Saved entries
• • • •

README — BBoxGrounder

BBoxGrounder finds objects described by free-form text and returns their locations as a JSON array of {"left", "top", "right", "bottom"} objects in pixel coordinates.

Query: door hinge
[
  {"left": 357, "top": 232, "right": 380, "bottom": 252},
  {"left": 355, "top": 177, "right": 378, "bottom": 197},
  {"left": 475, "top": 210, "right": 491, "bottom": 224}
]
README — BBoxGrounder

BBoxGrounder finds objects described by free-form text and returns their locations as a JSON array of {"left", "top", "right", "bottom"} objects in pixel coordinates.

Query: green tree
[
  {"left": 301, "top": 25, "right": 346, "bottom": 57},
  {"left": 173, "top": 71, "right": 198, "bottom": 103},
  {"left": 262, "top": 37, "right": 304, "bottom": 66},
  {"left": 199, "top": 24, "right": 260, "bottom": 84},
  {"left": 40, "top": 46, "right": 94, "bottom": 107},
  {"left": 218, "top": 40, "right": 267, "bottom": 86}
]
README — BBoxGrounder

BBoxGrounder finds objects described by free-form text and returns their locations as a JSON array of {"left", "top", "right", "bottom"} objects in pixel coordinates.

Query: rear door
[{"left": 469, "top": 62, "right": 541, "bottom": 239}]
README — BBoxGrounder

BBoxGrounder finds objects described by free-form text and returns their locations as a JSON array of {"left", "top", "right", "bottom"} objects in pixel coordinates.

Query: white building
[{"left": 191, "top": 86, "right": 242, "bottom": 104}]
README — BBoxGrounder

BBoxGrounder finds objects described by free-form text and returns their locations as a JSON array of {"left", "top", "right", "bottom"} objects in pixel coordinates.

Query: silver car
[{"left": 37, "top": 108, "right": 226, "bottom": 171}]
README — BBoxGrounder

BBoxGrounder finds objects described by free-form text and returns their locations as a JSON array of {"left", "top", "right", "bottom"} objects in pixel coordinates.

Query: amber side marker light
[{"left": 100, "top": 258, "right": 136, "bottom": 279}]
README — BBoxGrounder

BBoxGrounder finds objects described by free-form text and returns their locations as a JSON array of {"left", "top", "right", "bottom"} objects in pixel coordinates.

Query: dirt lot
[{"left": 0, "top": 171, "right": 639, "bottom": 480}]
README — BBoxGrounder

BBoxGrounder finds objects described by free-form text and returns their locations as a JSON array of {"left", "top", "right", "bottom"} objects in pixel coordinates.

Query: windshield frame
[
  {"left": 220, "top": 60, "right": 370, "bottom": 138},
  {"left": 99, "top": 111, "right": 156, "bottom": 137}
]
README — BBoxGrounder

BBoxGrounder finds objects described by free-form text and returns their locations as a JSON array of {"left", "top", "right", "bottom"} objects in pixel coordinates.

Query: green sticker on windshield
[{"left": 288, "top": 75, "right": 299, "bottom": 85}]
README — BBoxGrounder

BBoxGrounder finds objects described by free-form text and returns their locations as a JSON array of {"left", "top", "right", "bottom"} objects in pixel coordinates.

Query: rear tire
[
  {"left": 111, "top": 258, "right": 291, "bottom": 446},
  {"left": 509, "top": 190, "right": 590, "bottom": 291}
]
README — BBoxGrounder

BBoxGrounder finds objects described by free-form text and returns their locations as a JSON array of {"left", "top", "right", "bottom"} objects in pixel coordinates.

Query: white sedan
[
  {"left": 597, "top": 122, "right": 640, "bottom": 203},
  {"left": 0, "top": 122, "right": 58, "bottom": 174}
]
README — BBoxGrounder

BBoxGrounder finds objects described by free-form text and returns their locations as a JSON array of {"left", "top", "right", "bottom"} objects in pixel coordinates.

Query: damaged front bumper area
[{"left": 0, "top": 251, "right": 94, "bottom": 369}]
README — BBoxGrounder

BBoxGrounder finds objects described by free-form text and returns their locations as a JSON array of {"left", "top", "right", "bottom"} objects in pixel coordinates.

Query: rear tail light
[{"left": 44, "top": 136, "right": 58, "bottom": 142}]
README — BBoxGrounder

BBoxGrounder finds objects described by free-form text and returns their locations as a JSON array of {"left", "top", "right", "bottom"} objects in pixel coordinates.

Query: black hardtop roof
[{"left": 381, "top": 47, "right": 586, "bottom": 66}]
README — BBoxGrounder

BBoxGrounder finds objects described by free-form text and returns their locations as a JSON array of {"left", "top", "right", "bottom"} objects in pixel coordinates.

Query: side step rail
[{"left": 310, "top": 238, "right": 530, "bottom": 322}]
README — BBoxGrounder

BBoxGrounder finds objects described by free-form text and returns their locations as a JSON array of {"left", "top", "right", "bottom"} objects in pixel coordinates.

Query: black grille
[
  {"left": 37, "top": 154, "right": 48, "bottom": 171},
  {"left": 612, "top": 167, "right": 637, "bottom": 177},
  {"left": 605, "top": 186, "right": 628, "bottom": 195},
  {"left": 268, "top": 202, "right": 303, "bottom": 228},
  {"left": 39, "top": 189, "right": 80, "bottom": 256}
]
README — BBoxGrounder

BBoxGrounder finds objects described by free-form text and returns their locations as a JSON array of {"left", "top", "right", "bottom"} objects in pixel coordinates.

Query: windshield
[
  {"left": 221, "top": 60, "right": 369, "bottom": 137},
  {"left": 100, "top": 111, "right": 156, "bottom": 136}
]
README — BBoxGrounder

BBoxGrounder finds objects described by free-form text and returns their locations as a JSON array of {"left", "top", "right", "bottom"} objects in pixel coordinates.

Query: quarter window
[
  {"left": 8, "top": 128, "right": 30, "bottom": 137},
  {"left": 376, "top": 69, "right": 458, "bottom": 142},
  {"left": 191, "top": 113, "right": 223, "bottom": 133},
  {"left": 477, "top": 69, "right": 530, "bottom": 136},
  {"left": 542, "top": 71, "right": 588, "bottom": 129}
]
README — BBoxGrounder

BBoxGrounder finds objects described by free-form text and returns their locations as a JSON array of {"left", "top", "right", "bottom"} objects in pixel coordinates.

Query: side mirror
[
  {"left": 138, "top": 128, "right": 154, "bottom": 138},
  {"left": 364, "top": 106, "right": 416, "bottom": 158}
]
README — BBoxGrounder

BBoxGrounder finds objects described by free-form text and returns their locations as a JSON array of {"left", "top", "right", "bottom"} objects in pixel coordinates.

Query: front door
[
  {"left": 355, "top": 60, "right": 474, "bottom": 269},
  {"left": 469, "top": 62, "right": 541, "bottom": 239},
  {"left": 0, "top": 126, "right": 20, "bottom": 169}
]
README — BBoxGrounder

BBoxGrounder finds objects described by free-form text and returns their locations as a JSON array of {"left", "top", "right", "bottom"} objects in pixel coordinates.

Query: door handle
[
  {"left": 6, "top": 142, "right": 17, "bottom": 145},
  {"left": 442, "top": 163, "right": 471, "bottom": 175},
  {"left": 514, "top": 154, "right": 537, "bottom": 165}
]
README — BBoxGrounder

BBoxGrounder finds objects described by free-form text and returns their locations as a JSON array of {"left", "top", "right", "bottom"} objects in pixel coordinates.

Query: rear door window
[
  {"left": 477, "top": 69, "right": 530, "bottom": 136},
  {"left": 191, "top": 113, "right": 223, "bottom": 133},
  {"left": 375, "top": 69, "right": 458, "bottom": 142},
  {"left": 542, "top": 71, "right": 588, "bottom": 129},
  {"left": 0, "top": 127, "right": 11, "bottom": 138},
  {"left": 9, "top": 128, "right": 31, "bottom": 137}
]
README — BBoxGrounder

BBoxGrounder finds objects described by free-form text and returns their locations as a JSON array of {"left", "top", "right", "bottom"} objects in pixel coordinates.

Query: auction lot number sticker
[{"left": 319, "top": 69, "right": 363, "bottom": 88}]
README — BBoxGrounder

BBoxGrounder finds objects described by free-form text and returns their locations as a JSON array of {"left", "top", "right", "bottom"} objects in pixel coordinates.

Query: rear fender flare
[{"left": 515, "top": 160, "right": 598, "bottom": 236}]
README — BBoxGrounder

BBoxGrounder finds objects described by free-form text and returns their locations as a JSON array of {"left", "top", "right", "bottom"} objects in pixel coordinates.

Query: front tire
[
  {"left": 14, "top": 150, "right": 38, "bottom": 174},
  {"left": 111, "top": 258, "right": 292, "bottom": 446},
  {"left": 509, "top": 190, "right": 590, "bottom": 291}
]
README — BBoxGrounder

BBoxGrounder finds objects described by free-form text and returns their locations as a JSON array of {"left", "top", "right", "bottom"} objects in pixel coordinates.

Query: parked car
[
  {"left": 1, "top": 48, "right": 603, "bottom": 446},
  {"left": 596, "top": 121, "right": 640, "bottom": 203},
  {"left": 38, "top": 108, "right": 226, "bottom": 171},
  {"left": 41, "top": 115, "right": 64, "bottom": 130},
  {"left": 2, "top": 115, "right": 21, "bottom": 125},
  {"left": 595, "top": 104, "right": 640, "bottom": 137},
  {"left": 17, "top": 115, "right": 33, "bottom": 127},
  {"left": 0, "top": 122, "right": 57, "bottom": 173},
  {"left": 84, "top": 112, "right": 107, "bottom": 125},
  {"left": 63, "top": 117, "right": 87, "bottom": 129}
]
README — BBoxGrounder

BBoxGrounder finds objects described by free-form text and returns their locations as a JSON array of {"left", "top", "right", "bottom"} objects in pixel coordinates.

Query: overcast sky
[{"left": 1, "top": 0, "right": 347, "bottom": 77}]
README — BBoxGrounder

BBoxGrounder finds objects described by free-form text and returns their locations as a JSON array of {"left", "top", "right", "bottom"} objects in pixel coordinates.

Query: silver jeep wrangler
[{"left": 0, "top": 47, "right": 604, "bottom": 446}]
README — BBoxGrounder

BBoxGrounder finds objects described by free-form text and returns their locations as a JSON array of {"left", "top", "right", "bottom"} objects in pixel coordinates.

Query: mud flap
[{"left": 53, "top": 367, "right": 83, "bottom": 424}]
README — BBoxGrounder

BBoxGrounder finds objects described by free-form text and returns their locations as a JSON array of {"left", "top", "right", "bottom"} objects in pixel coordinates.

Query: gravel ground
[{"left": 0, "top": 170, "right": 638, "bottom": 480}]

• • • •

ASSIGNED TASK
What is needed is an exact copy of the lines from the one containing "Query: mud flap" through the final line of the data, both included, and nothing more.

SOLUTION TO THIS EXERCISE
Query: mud flap
[{"left": 53, "top": 367, "right": 83, "bottom": 424}]
README — BBoxGrounder

BBoxGrounder finds objects described by free-form text and returns their locations as a JSON array of {"left", "top", "right", "bottom"} objects in pixel coordinates.

Query: gravel ground
[{"left": 0, "top": 170, "right": 638, "bottom": 480}]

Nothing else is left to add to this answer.